**Consegna A**
Riporta fedelmente la parte del testo sugli scrittori di Taranto che si apre con le parole contenenti "Ma è solo un" e si chiude con "la scrittura drammaturgica.".
**Consegna B**
Prosegui il testo sugli scrittori di Taranto a partire dall'ultima frase riportata.

**Brano di lettura**
----

La città al tempo della crisi vista dai suoi scrittori
Non è dunque un caso che in questo periodo siano usciti tanti romanzi con sullo sfondo la città e la sua provincia. Nell´emergenza spesso si crea un vuoto, un vuoto che a volte è anche un vuoto di immaginario.
In quello spazio bianco si inseriscono gli sguardi degli scrittori. Andai dentro la notte illuminata di Giancarlo Liviano D´Arcangelo (peQuod, 2007), Adesso tienimi di Flavia Piccinni (Fazi editore, 2007), La guerra dei cafoni di Carlo D´Amicis (Minimum Fax, 2008), Maschio adulto solitario di Cosimo Argentina (Manni, 2008) e infine Il ragazzo che credeva in dio di Vito Bruno (Fazi editore, 2009) sono alcuni dei titoli più discussi in questi due anni.
Ma è solo un elenco parziale, accanto alle opere sono tanti gli scrittori della provincia jonica nella scena di questi tempi: da Girolamo De Michele, a Lorenzo Laporta, a Omar Di Monopoli, a Donato Carrisi, a Giuse Alemanno sino ad Alessandro Langiu che racconta attraverso la scrittura drammaturgica.
Dice il tarantino Alessandro Leogrande, l´autore di successo del reportage Uomini e caporali (Mondadori) e che esordì con Il mare nascosto, primo libro importante di questa Nouvelle tarantina: «Si tratta di un numero rilevante, tenendo presente la densità demografica della provincia. Anche sotto il profilo sociologico- letterario è un dato quasi inspiegabile e fa impressione se lo confrontiamo a città come Catania meno raccontate oggi, ma che hanno problemi simili a quelli di Taranto, una popolazione non molto diversa, e una tradizione letteraria più potente«.
Per Leogrande, l´aspetto più interessante è che un tempo c´era una Taranto classica borghese, quella che apparteneva a una sorta di sinistra illuminata, che si raccontava in relazione alla città. Era la Taranto di Sandro Viola, di Giancarlo De Cataldo, passando dal giudice Spataro sino allo stesso Leogrande. Era, quello, un ceto intellettuale che si era formato quasi sempre sui banchi del liceo classico "Archita". "Una sorta di Eton nostrana", chiosa Leogrande. Oggi, accanto allo sguardo di coloro che erano cresciuti nella Eton tarantina, c´è un altro sguardo, è quello che viene dalla periferia, dalla provincia. Manca forse oggi il grande racconto dell´Ilva dal suo interno, una riproduzione trasfigurata come solo lo sguardo letterario può, e che è riuscito nelle poche, ma molto significative pagine di Ornella Bellucci uscite sul Corpo e il sangue d´Italia (Minimum Fax).

----

**Dati forniti**

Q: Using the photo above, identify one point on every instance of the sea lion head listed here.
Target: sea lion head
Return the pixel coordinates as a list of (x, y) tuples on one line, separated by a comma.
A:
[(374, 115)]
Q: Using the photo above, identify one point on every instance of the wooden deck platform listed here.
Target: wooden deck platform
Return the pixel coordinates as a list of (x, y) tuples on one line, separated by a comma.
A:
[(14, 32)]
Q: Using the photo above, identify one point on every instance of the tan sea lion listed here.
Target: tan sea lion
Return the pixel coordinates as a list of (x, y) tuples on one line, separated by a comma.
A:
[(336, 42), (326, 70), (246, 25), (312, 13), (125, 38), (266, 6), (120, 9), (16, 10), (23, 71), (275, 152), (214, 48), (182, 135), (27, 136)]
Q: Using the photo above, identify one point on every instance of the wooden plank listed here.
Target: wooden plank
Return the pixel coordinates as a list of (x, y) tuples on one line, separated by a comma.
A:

----

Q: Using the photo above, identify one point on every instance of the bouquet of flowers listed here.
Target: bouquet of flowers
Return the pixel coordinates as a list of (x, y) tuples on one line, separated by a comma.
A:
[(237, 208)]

----

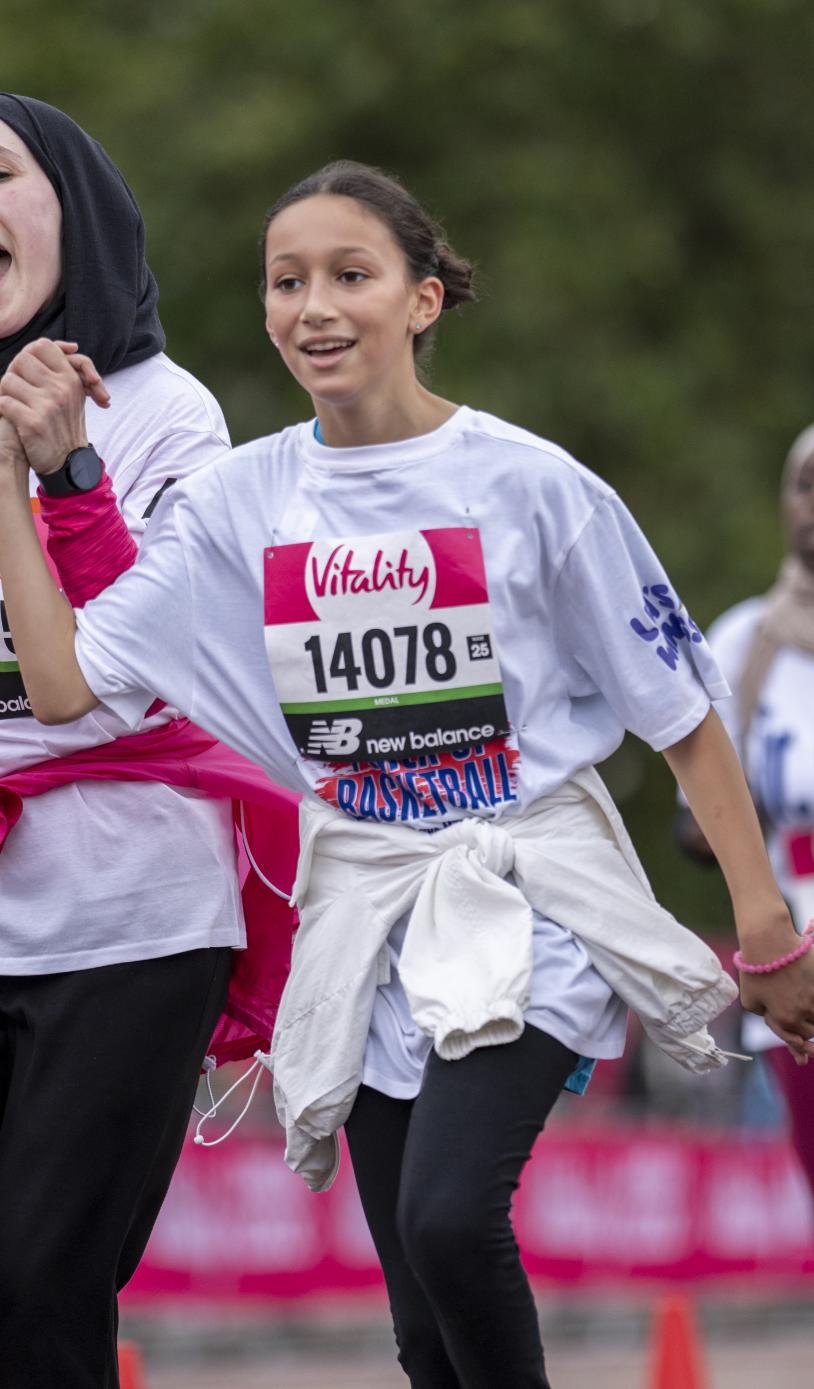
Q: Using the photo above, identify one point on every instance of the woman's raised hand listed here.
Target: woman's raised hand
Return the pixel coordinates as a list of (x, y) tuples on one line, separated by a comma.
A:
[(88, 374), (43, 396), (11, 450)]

----

**Esito del compito A**
Ma è solo un elenco parziale, accanto alle opere sono tanti gli scrittori della provincia jonica nella scena di questi tempi: da Girolamo De Michele, a Lorenzo Laporta, a Omar Di Monopoli, a Donato Carrisi, a Giuse Alemanno sino ad Alessandro Langiu che racconta attraverso la scrittura drammaturgica.

**Esito del compito B**
Risposta ulteriore a perché Taranto è diventata una terra di frontiera e di scrittori sta nel titolo in copertina del recentissimo romanzo di Vito Bruno. Lì la parola "dio" è scritta in minuscolo, mentre in frontespizio e nel corso del romanzo torna maiuscola. Padre Carmine, il protagonista del romanzo, è un prete atipico, pieno di incertezze che vive avvolto da una coltre di nostalgie: nostalgia per il suo paese di origine, Martina Franca, solo venti chilometri dalla parrocchia, eppure quasi irraggiungibile; nostalgia per un flirt liceale che chissà poteva diventare qualcosa di molto più che un ricordo sbiadito; nostalgia per una vocazione che inizia a sparire e che viene messa in discussione dalla spietatezza di una città. Una spietatezza che viene raccontata con clinica precisione. Bruno la racconta con una patina di malinconia, con un senso di impotenza che il sacerdote Carmine Bianco fa trasparire quando è l´uomo Carmine Bianco.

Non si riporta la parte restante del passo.